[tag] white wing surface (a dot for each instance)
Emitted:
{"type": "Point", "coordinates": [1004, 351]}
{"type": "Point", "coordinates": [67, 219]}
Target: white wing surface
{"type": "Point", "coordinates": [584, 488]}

## Given task
Reproduce each of the entries above verbatim, line for line, with no alterations.

## Response
[tag] white wing surface (a dot for each instance)
Emitted:
{"type": "Point", "coordinates": [1004, 351]}
{"type": "Point", "coordinates": [67, 219]}
Target: white wing surface
{"type": "Point", "coordinates": [584, 488]}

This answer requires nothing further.